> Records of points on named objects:
•••
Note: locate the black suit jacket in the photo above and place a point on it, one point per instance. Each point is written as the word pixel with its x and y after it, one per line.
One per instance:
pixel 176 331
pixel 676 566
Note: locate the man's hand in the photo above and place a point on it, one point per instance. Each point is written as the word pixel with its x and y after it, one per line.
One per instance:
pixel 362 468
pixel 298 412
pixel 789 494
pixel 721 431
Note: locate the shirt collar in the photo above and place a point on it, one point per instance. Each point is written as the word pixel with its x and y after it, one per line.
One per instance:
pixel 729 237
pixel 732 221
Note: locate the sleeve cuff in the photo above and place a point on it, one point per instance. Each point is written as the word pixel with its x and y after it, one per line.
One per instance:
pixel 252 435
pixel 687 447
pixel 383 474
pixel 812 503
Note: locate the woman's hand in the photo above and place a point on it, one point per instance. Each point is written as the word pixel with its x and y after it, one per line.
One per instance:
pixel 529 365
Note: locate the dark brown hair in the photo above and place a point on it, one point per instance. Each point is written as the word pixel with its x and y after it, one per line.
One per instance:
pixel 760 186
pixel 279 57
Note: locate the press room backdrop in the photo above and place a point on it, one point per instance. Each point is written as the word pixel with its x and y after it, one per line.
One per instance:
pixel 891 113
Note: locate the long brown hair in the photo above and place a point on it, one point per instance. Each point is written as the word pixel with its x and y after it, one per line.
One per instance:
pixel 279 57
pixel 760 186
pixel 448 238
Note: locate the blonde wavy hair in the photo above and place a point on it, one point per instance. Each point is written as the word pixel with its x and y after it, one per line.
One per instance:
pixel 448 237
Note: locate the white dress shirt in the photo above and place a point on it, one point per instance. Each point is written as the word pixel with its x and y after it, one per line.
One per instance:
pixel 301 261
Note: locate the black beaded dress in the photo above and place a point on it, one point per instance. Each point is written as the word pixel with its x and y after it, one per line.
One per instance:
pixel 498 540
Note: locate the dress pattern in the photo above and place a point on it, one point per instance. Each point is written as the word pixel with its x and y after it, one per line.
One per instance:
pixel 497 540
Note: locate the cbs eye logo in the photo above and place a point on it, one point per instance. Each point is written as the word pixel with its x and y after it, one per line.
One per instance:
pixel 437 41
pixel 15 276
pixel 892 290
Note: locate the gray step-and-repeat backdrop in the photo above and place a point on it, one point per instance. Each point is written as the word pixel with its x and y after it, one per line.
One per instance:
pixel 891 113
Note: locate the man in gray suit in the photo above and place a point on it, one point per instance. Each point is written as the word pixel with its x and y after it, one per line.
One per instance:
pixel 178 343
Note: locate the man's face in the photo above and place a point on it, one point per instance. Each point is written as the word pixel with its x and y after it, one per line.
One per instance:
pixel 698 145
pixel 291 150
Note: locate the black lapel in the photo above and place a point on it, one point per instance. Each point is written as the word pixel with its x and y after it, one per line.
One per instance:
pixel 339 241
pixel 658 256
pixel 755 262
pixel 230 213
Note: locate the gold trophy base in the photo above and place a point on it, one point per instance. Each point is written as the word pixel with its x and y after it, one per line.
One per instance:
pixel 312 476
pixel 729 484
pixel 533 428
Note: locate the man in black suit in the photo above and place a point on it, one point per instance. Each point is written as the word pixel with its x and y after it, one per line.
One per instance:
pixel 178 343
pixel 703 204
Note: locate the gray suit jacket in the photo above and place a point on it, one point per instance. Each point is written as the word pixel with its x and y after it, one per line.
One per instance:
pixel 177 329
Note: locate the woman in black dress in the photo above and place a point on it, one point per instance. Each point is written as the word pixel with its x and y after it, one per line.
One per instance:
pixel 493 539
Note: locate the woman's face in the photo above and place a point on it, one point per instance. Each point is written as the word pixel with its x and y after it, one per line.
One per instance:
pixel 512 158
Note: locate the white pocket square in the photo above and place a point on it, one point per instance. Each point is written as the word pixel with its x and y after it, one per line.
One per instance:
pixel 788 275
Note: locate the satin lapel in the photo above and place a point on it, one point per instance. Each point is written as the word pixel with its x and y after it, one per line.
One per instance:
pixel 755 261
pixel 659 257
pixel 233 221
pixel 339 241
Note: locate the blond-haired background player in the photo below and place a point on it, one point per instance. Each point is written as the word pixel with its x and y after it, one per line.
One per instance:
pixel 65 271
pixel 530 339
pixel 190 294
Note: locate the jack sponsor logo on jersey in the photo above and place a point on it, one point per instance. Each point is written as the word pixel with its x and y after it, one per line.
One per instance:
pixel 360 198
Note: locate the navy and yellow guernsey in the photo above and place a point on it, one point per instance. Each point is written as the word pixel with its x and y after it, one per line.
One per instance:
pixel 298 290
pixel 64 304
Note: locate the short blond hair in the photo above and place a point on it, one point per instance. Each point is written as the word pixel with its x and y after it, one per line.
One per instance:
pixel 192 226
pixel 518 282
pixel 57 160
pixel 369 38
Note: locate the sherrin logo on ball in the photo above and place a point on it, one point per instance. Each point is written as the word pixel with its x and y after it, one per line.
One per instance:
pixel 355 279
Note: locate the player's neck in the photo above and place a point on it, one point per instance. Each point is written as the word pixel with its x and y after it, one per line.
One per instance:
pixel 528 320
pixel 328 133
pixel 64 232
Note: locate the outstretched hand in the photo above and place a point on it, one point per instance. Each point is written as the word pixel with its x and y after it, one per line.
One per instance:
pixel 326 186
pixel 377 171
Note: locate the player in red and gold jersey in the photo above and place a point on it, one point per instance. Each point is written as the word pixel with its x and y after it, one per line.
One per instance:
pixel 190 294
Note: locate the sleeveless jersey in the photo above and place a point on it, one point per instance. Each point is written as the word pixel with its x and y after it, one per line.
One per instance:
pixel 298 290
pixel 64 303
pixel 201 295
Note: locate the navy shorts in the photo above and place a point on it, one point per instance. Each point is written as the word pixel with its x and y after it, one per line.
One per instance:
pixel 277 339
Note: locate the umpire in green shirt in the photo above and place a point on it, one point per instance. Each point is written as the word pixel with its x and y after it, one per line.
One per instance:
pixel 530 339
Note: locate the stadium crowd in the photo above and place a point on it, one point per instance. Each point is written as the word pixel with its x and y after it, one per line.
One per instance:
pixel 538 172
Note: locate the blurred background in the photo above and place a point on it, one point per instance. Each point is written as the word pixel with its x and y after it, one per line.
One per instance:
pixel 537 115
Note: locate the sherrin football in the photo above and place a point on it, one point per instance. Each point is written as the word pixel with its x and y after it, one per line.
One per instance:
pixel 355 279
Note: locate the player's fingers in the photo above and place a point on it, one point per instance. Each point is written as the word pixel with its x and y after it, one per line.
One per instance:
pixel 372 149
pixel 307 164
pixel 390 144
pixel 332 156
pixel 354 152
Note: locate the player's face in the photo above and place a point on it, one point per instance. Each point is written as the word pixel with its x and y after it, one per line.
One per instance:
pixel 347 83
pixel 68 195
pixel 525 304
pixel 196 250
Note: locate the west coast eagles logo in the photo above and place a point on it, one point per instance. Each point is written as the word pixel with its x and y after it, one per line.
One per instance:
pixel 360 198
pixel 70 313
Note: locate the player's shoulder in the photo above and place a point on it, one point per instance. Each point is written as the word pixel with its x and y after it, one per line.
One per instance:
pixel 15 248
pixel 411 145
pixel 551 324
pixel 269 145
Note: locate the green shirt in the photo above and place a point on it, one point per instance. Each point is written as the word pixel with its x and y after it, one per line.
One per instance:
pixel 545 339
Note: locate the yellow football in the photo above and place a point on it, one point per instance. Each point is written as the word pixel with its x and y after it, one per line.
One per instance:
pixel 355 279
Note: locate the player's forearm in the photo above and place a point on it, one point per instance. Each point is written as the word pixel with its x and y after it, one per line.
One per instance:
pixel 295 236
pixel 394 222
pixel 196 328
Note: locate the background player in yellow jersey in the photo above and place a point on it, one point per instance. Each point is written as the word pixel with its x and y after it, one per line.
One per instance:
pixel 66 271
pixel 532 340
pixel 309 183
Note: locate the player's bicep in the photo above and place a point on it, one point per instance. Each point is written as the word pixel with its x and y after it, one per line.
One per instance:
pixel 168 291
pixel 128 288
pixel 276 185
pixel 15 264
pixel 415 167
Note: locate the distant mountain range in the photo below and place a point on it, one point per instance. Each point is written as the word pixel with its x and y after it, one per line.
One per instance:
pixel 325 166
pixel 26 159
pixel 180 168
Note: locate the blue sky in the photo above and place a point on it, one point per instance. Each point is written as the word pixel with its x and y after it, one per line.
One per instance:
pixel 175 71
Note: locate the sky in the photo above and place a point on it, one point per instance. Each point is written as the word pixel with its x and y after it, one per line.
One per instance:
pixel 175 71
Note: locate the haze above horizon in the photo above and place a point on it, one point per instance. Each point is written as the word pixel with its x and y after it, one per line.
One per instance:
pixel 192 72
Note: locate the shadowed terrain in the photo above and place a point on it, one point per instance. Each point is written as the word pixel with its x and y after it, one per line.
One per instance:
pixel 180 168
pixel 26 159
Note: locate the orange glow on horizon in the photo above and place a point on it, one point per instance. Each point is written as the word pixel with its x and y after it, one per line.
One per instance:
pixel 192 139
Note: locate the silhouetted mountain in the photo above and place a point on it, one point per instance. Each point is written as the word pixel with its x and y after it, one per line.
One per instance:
•••
> What to do: Copy everything from the start of the records down through the line containing "pixel 676 566", with both ends included.

> Problem solution:
Note: locate the black suit jacket in the photo above and place a point on it, one point per instance. Each point is written as the word pixel with its x and y after it, one per line.
One per instance:
pixel 176 331
pixel 676 566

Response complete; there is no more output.